[What you need to do]: Can you write out every line of the data below unchanged, character for character?

-- START OF Records shown --

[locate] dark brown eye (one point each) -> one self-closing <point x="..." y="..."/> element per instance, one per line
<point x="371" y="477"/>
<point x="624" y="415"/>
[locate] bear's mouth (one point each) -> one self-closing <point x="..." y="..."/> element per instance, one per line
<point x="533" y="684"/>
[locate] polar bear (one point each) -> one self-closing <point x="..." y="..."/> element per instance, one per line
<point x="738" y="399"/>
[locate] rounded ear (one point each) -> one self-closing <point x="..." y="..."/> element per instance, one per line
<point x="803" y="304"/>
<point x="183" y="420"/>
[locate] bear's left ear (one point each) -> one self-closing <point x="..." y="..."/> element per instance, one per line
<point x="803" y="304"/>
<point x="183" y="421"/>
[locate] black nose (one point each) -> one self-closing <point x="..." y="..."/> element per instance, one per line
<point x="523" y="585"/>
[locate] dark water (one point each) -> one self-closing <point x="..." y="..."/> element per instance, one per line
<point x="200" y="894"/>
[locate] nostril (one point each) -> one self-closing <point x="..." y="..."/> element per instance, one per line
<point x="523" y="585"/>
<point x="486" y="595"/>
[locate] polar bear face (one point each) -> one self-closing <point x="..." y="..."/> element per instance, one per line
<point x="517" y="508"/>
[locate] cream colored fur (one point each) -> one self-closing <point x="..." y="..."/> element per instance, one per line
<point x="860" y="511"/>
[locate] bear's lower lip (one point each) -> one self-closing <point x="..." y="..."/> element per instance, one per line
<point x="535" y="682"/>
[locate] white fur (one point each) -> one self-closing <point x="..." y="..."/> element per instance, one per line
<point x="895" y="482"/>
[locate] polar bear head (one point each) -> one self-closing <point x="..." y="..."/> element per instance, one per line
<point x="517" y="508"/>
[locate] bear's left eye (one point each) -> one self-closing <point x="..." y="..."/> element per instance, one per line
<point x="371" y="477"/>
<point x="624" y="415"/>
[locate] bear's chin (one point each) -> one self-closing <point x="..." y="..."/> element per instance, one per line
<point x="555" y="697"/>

-- END OF Records shown --

[Solution]:
[locate] dark brown eye (one point each) -> one self-closing <point x="..." y="..."/> element per instance, one per line
<point x="371" y="477"/>
<point x="624" y="415"/>
[locate] bear's mouth (one point each) -> one self-closing <point x="..." y="..."/> element per instance, one per line
<point x="533" y="684"/>
[locate] polar bear (one point each) -> one self-closing <point x="..." y="..."/> element per instance, one per line
<point x="738" y="399"/>
[locate] rounded ear (one point each) -> one self-closing <point x="..." y="..."/> element per instance, one per line
<point x="803" y="304"/>
<point x="183" y="420"/>
[locate] bear's left ear (one point each) -> one self-closing <point x="..." y="..."/> element per instance, one per line
<point x="803" y="304"/>
<point x="183" y="421"/>
[locate] black nose (one point each) -> one self-closing <point x="..." y="..."/> element per instance, one per line
<point x="523" y="585"/>
[locate] dark water (one point each) -> one self-closing <point x="..." y="..."/> element per instance, one per line
<point x="200" y="894"/>
[locate] nostril (one point each) -> one self-closing <point x="..." y="..."/> element per instance, one per line
<point x="523" y="585"/>
<point x="486" y="595"/>
[locate] polar bear face (one point each) -> one self-closing <point x="..." y="..."/> element per instance, one per line
<point x="517" y="508"/>
[locate] cream colored fur (one point each) -> one self-closing <point x="..." y="..."/> element per instance, one per line
<point x="860" y="511"/>
[locate] bear's lower lip (one point each) -> one self-closing <point x="..." y="..."/> element per instance, one per line
<point x="535" y="682"/>
[locate] white fur (one point each) -> one self-closing <point x="..." y="..."/> element per instance, one per line
<point x="895" y="482"/>
[locate] polar bear head (one point each) -> one self-closing <point x="..." y="..."/> element per instance, one per line
<point x="517" y="508"/>
[locate] bear's left eye (one point each) -> one self-closing <point x="..." y="..."/> element per instance, one per line
<point x="371" y="477"/>
<point x="624" y="415"/>
[locate] bear's chin (one point each) -> one self-closing <point x="..." y="..."/> element per instance, one per line
<point x="555" y="697"/>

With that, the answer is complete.